As a publicity and marketing coup, having Tammy Faye Messner (formerly Bakker) host Drag Bingo’s opening night at the Durham Armory seemed, well, heaven-sent.

But some of the former televangelist and pop icon’s recently stated–and unstated–views on homosexuality and gay marriage raise significant questions about her true opinions on the gay community.

After drawing capacity crowds at Unitarian Universalist churches in Raleigh and Durham, the Alliance of AIDS Services–Carolina invited Messner to usher the popular monthly fund-raiser, hosted by a bevy of drag performers, into its new digs at the Armory in downtown Durham, 220 Foster St., Friday, Jan. 2, at 8 p.m.

The choice isn’t as strange as it might at first seem. In the early 1980s, Messner and then-husband Jim Bakker broke ranks with fundamentalist televangelists by publicly embracing people with AIDS and having them on television shows affiliated with their Christian broadcasting network, the PTL Club. “Twenty-five years ago, people wouldn’t even walk into a room where an AIDS person was,” Messner recalls. “And that really hurt me because I thought that’s wrong. Here we are saying we’re Christian and we’re not willing to help a part of society that’s really suffering… I felt Jesus would have been there. That’s why I jumped in and did that.”

Members of the gay community apparently remembered–and reciprocated–the gesture. Indeed, gay good will has arguably been a major part of Messner’s recent rehabilitation as a cultural icon. Gay filmmakers Fenton Bailey and Randy Barbain’s sympathetic documentary The Eyes of Tammy Faye, a surprise hit at the 2000 Sundance Film Festival, arguably fueled her recent reentrance into the celebrity realm.

And that upward swing may be about to get another push. Messner appears–alongside other yesteryear icons Erik Estrada, Vanilla Ice and porn star Ron Jeremy–in the WB network’s reality show, The Surreal Life, starting Jan. 11.

For her part, Messner has clearly credited gays for their support during her career’s ebb tide and her second husband’s prison sentence for bankruptcy fraud.

In her latest biographical book, I Will Survive…and You Will Too, Messner devotes an entire chapter to her relationship with the gay community. In it, she says gay men did more than help pay her bills. “They sent me gifts on special occasions and for Christmas. They sent me beautiful things–clothes, jewelry, flowers. They overwhelmed me with the love I no longer felt from the Christian community… I will love them forever.”

But what isn’t as clear at this juncture are Messner’s fundamental views on gay marriage and homosexuality itself. They’re not clear because Messner chooses not to clarify them.

§ DATASET ENTRIES
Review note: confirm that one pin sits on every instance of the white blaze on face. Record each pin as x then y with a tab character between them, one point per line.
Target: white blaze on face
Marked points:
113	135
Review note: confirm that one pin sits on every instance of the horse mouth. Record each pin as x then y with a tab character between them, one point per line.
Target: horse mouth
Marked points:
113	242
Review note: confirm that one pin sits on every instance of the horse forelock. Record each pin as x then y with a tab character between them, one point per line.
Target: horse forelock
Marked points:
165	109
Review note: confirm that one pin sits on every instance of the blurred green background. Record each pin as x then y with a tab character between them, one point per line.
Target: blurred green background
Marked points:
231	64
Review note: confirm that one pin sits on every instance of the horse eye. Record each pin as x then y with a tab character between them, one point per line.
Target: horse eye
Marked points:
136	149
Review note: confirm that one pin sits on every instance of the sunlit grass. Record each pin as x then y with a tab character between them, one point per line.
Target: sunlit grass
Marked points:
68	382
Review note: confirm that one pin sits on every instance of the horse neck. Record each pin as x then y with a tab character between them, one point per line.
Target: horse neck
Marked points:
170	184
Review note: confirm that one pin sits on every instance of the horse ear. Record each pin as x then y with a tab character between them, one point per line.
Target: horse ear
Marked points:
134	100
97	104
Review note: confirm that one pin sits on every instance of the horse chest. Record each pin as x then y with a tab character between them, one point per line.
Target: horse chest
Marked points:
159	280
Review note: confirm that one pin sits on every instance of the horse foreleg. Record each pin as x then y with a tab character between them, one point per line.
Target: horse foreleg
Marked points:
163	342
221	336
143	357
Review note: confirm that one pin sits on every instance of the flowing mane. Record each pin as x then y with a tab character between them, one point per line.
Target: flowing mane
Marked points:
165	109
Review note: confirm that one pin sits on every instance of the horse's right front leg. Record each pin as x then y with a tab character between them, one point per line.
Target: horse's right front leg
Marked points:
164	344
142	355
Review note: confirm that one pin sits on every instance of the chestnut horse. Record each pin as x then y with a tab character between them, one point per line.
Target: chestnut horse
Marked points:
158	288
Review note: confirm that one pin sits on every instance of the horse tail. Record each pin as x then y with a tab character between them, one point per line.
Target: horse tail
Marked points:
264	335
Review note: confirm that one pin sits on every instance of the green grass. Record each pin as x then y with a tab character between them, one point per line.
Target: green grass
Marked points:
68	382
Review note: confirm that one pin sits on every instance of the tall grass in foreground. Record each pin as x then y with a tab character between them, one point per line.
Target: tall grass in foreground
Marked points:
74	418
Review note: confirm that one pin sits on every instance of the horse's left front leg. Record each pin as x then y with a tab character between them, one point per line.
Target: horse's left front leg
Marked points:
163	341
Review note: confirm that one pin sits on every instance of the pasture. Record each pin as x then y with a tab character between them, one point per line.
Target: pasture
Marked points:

§ AIM
From the article on Tammy Faye Messner, copy the passage starting at the words "As a publicity" and stopping after "seemed, well, heaven-sent.".

§ ANSWER BELOW
As a publicity and marketing coup, having Tammy Faye Messner (formerly Bakker) host Drag Bingo’s opening night at the Durham Armory seemed, well, heaven-sent.